_GOAL_
Copy all of the entries below word for word, and leave the pictures out of your copy.

━━━━━ PROVIDED RECORDS

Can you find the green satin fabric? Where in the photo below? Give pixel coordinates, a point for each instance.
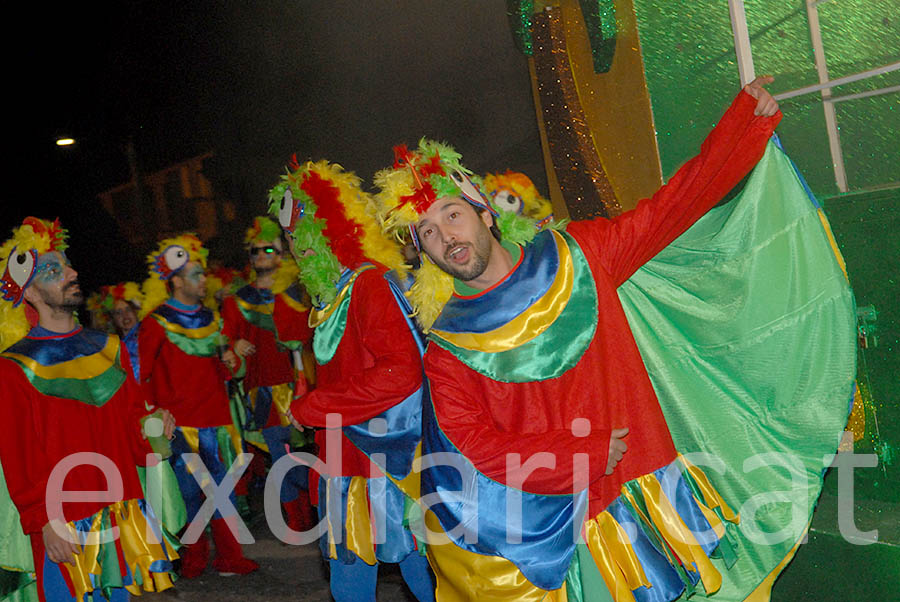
(95, 391)
(166, 499)
(258, 319)
(15, 547)
(747, 327)
(202, 347)
(328, 334)
(583, 581)
(554, 351)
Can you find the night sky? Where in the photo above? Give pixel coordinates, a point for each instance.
(254, 83)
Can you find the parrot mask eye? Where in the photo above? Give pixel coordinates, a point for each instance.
(18, 275)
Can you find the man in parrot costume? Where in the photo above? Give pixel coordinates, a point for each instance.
(73, 413)
(574, 378)
(368, 378)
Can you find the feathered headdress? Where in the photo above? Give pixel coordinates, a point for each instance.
(267, 230)
(407, 189)
(515, 192)
(18, 258)
(327, 217)
(101, 303)
(264, 229)
(171, 255)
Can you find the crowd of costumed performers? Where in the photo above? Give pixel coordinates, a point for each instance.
(440, 375)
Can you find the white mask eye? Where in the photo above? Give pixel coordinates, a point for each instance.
(505, 200)
(175, 257)
(20, 266)
(467, 188)
(286, 210)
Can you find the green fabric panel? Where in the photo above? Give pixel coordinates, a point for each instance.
(258, 319)
(329, 333)
(584, 583)
(15, 546)
(110, 571)
(166, 501)
(747, 327)
(205, 347)
(555, 350)
(226, 449)
(17, 587)
(95, 391)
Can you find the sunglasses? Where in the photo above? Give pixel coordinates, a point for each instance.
(269, 250)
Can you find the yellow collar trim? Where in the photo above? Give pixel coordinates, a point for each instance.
(528, 325)
(82, 368)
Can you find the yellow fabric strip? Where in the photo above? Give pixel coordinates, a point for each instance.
(260, 309)
(317, 316)
(191, 333)
(530, 323)
(236, 443)
(295, 305)
(87, 563)
(282, 396)
(711, 496)
(463, 576)
(410, 485)
(360, 539)
(192, 437)
(605, 558)
(139, 549)
(139, 546)
(677, 535)
(82, 368)
(834, 247)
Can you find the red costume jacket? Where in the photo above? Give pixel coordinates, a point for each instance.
(271, 364)
(376, 366)
(192, 387)
(42, 429)
(486, 419)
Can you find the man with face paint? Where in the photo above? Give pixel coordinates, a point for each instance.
(116, 308)
(368, 377)
(184, 365)
(531, 359)
(269, 377)
(66, 390)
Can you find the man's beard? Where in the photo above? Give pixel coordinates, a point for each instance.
(481, 254)
(66, 303)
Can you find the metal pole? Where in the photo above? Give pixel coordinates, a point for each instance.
(834, 141)
(867, 94)
(741, 41)
(839, 81)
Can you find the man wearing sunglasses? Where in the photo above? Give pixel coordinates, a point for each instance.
(268, 383)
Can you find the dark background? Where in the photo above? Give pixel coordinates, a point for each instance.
(254, 83)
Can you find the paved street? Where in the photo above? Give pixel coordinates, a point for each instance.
(295, 573)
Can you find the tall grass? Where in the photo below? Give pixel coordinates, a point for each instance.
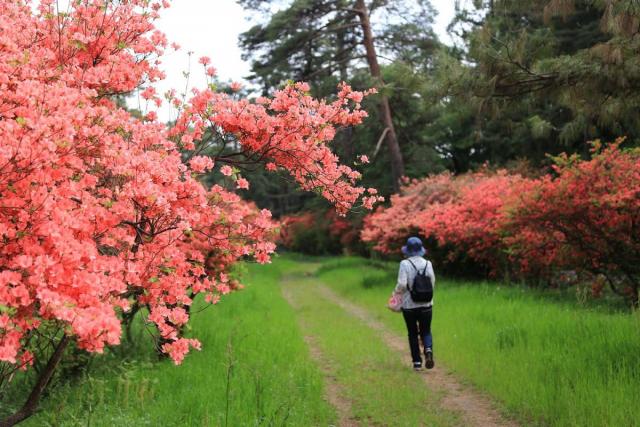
(548, 362)
(382, 391)
(254, 369)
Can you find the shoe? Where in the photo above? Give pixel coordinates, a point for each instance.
(428, 355)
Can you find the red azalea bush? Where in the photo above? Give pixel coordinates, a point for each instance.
(388, 227)
(99, 214)
(584, 218)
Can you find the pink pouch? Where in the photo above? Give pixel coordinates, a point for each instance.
(395, 302)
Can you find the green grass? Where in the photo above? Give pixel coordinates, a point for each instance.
(381, 389)
(548, 363)
(251, 338)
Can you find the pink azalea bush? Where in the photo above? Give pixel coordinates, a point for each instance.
(99, 214)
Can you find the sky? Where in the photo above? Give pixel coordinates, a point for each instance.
(211, 28)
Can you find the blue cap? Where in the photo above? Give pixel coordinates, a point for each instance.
(413, 247)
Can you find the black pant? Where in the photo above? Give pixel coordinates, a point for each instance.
(418, 322)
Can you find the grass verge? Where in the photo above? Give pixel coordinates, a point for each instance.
(380, 389)
(548, 363)
(254, 369)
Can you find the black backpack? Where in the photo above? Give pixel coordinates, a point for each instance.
(422, 288)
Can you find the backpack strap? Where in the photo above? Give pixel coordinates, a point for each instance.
(416, 268)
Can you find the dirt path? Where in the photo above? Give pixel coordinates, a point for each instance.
(474, 408)
(333, 392)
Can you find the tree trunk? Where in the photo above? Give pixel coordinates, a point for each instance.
(397, 164)
(34, 398)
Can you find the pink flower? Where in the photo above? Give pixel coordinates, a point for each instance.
(148, 93)
(201, 164)
(242, 184)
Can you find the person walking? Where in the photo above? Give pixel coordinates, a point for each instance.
(416, 292)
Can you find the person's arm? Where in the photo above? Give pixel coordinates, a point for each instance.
(401, 284)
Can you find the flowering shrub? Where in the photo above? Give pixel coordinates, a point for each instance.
(583, 219)
(99, 213)
(320, 232)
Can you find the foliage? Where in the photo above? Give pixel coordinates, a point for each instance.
(582, 219)
(319, 233)
(103, 211)
(541, 344)
(279, 384)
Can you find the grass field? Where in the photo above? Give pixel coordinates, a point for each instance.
(545, 362)
(254, 359)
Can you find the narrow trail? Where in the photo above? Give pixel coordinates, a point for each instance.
(474, 408)
(333, 391)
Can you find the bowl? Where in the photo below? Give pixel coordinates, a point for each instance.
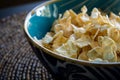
(39, 21)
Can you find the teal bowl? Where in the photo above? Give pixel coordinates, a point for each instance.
(39, 21)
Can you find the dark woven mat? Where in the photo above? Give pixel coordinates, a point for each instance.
(17, 60)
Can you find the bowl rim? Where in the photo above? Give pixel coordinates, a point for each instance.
(53, 54)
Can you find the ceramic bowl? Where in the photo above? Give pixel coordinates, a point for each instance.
(39, 21)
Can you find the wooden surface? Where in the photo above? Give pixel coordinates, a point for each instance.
(17, 60)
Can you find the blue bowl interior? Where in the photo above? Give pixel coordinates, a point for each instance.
(43, 16)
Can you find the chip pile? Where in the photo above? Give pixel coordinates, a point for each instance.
(94, 37)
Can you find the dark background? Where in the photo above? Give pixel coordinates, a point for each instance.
(10, 3)
(10, 7)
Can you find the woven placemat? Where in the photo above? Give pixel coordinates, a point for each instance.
(17, 60)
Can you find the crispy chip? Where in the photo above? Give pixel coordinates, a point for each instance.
(92, 38)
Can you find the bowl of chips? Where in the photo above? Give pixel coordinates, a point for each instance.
(76, 39)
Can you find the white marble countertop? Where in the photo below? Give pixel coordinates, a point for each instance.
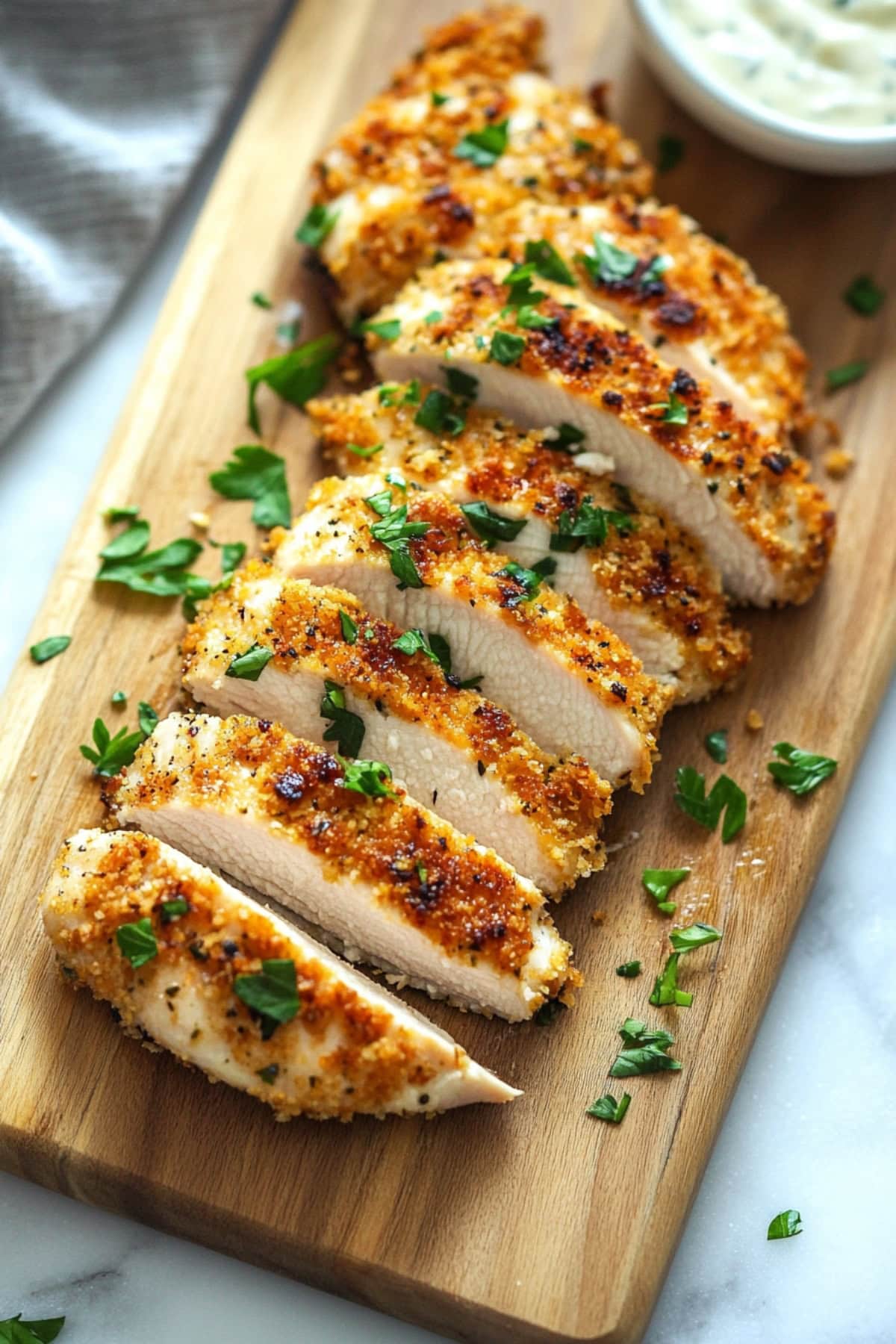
(810, 1127)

━━━━━━━━━━

_THE SOLUTION_
Can you find the green satin fabric? Where in the photo below? Give pixel coordinates, a point for each instance.
(95, 391)
(166, 499)
(258, 319)
(15, 547)
(747, 327)
(202, 347)
(328, 334)
(583, 581)
(554, 351)
Can you find the night sky? Where in the photo above? Give pixel coordinates, a point for each instance.
(254, 83)
Can you find the parrot mask eye? Where in the photo above? Give pixel coordinates, a point for each instance.
(18, 275)
Can you find the man in parrot costume? Where in the photo above? Give pixel coordinates, a point for each instance.
(73, 413)
(574, 378)
(368, 378)
Can you find the feathered headdress? Where in the photo above? Give pixel coordinates, a point for each instance.
(267, 230)
(407, 189)
(515, 192)
(18, 258)
(327, 217)
(101, 303)
(264, 229)
(171, 255)
Can you find the crowd of costumed performers? Where in the photo above? Give pixel coordinates, a point for each instance.
(440, 375)
Can you find the white mask eye? Where in the photo above? Give pixel coordinates, a point for each instance.
(505, 200)
(175, 257)
(20, 266)
(467, 188)
(286, 210)
Can you find the green fabric panel? Where in the photo above? Give pixel coordinates, a point for each instance.
(258, 319)
(329, 333)
(584, 583)
(15, 546)
(110, 571)
(166, 501)
(747, 327)
(205, 347)
(555, 350)
(226, 449)
(17, 587)
(95, 391)
Can you find the sunglasses? Where in the photo above? Give pixel coordinates, a point for each instance.
(269, 250)
Can you find the yellow collar trim? Where in the photo above? Give pixel coordinates, a point for each instance.
(528, 325)
(82, 368)
Can you find the yellow fabric strip? Where in the photo above? Give pixel coordinates, a point for each instance.
(260, 309)
(317, 316)
(191, 333)
(530, 323)
(236, 443)
(295, 305)
(87, 563)
(282, 396)
(711, 496)
(463, 576)
(410, 485)
(360, 539)
(192, 437)
(605, 558)
(139, 549)
(139, 546)
(677, 535)
(82, 368)
(834, 247)
Can you find the red costume jacket? Where in the photo above? Give pixel coordinates, a point for each instance.
(271, 364)
(376, 366)
(192, 387)
(42, 429)
(486, 419)
Can you find the man with face paint? Where in the photo above? Give pixel coordinates, a point for each instance.
(116, 308)
(368, 377)
(184, 365)
(531, 359)
(269, 377)
(66, 390)
Can you find the man's beard? Where in the photo above? Give pixel coordinates, a point for each instance.
(481, 254)
(66, 303)
Can you find the metal pole? Where in the photo above? Give pixel coordinates, a point for each instance.
(834, 141)
(867, 94)
(741, 41)
(839, 81)
Can you find the man wearing sunglasses? Where in the photo above? Give pixel coordinates, a point for each instance.
(268, 383)
Can you find the dark background? Where in the photo above? Give pixel coordinates, a point for each instance.
(254, 83)
Can you find the paved street? Where in the photo above? Give pixel coordinates, a point for each instance.
(295, 573)
Can you find the tall grass? Where in the photo below? Give pixel coordinates, a point for each instance.
(548, 362)
(382, 391)
(254, 369)
Can you find the shoe? Where in the photo above? Give pixel coordinates, a point for each instance.
(428, 355)
Can you find the red azalea bush? Where in the photo above? Give pixel coordinates, a point for each instance.
(388, 227)
(99, 214)
(584, 218)
Can you find the pink pouch? Where in the photo above? Give pixel coordinates, a point for each instance.
(395, 302)
Can you find the green grass? Where in the photo above? Give pixel coordinates, a point for each instance.
(381, 389)
(548, 363)
(251, 338)
Can you find the pink azalea bush? Where in the photo above? Give pixel coordinates, a point for each instance.
(99, 214)
Can you find the sky? Where in the photo above? Give pixel coordinates, a point for each instance.
(211, 28)
Can you find the blue cap? Where in the photo above? Give pixel coordinates, a point for each instance.
(413, 247)
Can you find the black pant? Where in the photo above? Give pixel coordinates, a point for each instance.
(418, 322)
Can you find the grass verge? Where in the photo above? Give pixel coordinates, a point for each instance.
(380, 389)
(548, 363)
(254, 369)
Can you find the black backpack? Where in the photo above? Give pixel coordinates, a point for each instance.
(422, 288)
Can you find the backpack strap? Where in the photo above? Give pixel coordinates, a point for each instance.
(416, 268)
Can you find the dirt path? Where in the photo above? Give pixel coordinates, a point for each instance.
(474, 408)
(333, 392)
Can you find the tree trunk? Where in the photo above? Give pixel coordinates, a point for each instance.
(397, 164)
(34, 398)
Can you find the pink flower? Where in the photo above? Give pixel coordinates, a point for each instance.
(148, 93)
(201, 164)
(242, 184)
Can you find the person walking? Where in the photo above? Give pixel coordinates, a point for each instance.
(416, 292)
Can you find the person's arm? Where in the photo above? Give pixel coordinates, a point for each instance.
(401, 284)
Can you find the flowering shrub? Where in the photo above? Give pixel coordinates, a point for each instance.
(583, 219)
(99, 213)
(320, 232)
Can you find the foliage? Where in the photo above? Give pixel coordinates, a point for each instance.
(582, 219)
(319, 233)
(103, 211)
(541, 344)
(279, 384)
Can you find the grass field? Where in the photo above? Give pixel coordinates, a point for each instance.
(545, 362)
(254, 359)
Can you find the narrow trail? Where in the photo above? Give pixel coordinates, a point for each instance.
(474, 408)
(333, 391)
Can you find the bowl? Where in the photo below? Give pixel coordinates, a point for each instance.
(39, 21)
Can you find the teal bowl? Where in the photo above? Give pixel coordinates, a point for each instance.
(39, 21)
Can you find the dark woven mat? Where in the photo above? Give pixel coordinates, a point for each instance.
(17, 60)
Can you find the bowl rim? Where in the photo above? Give pixel coordinates, a point for each instance.
(53, 54)
Can you find the ceramic bowl? Where in the photo above? Give pixel coordinates, a point for each instance.
(39, 21)
Can you find the wooden surface? Where in the photo above? Give pixel coordinates, a point for each instance.
(17, 60)
Can you find the blue bowl interior? Where in the photo above? Give pixel coordinates, a point for each instance.
(43, 16)
Can you find the chip pile? Where in the photo above? Give pixel coordinates, a point for each instance.
(94, 37)
Can you find the dark background? Where in the photo above? Give pixel coordinates, a point for each instance.
(10, 3)
(10, 7)
Can you find the woven placemat? Where in the photo above? Give pixel coordinates, a point for each instance.
(17, 60)
Can you find the crispy chip? Where in the photo above? Give pixel coordinates, a point for each instance.
(92, 38)
Can you find the bowl of chips? Where in the photo above? Give pixel coordinates, a point for each instance.
(76, 39)
Can you find the white marble countertop? Where in the photo below? Give pixel coordinates, a point for each instance.
(810, 1127)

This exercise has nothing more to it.